### Task brief
Please print, word for word, the lines beginning with the one containing "Provide one point per instance of the door" and running through the final line.

Records:
━━━━

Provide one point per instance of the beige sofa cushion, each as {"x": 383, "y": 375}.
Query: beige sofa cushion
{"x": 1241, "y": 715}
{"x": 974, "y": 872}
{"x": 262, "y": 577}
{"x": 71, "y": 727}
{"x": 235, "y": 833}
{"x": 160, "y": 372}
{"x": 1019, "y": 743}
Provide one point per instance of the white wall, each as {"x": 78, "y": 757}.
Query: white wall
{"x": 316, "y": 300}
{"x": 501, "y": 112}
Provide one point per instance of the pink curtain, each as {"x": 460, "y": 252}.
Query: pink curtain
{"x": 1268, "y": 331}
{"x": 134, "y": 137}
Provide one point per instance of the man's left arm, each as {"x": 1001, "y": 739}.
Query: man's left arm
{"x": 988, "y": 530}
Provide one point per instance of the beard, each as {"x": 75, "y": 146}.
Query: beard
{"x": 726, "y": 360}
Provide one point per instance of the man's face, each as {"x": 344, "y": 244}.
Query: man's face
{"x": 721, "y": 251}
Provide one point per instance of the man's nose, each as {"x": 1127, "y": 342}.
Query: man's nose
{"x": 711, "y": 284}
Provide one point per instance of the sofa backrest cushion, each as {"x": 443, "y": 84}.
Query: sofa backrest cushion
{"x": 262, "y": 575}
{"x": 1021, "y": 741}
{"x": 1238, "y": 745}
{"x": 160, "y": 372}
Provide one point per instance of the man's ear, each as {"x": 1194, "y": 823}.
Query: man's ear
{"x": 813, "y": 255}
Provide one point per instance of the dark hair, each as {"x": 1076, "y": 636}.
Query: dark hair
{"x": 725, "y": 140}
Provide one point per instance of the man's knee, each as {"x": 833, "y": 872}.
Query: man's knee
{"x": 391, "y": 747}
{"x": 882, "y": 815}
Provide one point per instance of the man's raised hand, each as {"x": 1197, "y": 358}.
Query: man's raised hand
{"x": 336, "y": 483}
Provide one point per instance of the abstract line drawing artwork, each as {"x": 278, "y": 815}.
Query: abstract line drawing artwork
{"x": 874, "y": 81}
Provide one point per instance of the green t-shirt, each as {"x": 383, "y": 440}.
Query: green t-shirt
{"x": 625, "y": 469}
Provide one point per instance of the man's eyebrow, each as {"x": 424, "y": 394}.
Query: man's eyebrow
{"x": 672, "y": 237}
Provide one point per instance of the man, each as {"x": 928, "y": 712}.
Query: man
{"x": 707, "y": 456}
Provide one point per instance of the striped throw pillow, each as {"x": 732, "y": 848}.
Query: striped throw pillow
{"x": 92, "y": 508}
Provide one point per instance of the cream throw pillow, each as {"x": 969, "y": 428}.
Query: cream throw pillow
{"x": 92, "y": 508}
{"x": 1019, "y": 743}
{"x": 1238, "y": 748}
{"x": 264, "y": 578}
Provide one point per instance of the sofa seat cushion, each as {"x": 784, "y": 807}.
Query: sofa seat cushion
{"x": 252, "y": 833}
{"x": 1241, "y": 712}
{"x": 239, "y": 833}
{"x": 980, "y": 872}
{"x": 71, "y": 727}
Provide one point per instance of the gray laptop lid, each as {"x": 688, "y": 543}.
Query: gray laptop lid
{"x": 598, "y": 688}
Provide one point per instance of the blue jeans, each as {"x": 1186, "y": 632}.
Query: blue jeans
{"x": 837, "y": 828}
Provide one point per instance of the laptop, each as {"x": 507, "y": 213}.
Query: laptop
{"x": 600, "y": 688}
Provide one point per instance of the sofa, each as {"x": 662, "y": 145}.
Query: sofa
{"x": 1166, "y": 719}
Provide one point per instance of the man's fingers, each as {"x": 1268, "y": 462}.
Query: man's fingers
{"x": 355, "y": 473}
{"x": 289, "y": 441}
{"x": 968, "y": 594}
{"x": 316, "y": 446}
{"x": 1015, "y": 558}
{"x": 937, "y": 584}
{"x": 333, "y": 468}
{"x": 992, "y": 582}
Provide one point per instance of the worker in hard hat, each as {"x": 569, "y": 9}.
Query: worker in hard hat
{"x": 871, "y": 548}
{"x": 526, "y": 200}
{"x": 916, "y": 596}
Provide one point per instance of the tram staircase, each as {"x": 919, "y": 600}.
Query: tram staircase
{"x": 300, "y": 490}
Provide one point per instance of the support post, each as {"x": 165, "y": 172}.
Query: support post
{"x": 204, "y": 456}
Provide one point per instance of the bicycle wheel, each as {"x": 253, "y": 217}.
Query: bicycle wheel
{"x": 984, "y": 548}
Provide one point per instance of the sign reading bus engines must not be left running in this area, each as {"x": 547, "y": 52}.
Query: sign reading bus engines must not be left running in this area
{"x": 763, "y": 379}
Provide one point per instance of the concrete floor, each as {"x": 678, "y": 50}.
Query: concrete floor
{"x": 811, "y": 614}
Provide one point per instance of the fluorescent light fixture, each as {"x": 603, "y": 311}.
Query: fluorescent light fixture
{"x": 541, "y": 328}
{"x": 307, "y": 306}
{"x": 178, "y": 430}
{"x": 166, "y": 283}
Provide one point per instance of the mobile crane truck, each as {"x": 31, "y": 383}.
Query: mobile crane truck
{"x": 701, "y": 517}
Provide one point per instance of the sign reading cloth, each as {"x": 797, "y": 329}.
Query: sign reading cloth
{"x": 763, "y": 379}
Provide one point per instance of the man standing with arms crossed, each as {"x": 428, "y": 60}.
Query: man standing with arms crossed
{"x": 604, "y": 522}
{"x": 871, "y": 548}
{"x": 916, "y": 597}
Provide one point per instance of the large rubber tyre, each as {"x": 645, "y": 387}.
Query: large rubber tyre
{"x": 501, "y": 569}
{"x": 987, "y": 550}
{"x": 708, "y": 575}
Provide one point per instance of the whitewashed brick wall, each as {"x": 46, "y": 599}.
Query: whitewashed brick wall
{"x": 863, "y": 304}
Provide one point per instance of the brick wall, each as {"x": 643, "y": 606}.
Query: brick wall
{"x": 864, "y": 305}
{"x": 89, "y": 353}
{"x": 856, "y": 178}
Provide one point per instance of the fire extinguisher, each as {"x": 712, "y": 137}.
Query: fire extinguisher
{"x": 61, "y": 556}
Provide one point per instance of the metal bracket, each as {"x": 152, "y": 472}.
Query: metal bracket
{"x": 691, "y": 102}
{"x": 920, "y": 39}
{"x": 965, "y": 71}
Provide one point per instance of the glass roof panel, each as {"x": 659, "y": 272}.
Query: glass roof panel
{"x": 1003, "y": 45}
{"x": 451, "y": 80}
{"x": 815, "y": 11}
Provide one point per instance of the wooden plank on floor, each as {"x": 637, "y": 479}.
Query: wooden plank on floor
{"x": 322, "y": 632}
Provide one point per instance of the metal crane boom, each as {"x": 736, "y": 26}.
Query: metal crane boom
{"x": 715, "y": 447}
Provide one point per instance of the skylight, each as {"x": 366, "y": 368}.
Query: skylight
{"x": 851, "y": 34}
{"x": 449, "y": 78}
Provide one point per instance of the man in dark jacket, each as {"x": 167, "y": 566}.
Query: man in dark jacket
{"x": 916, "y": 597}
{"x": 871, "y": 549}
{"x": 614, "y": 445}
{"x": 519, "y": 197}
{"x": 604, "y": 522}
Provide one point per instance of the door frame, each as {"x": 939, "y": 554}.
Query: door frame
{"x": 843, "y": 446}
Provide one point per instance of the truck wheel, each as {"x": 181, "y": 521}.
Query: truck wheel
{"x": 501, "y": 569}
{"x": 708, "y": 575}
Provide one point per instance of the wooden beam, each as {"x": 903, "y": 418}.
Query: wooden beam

━━━━

### Response for this exercise
Provide one point per instance of the door frame, each as {"x": 939, "y": 554}.
Query: door frame
{"x": 843, "y": 446}
Provide one point per instance of the truck wheel, each as {"x": 181, "y": 521}.
Query: truck wheel
{"x": 501, "y": 569}
{"x": 708, "y": 575}
Provide one point per instance of the wooden beam, each as {"x": 903, "y": 418}.
Query: wooden beam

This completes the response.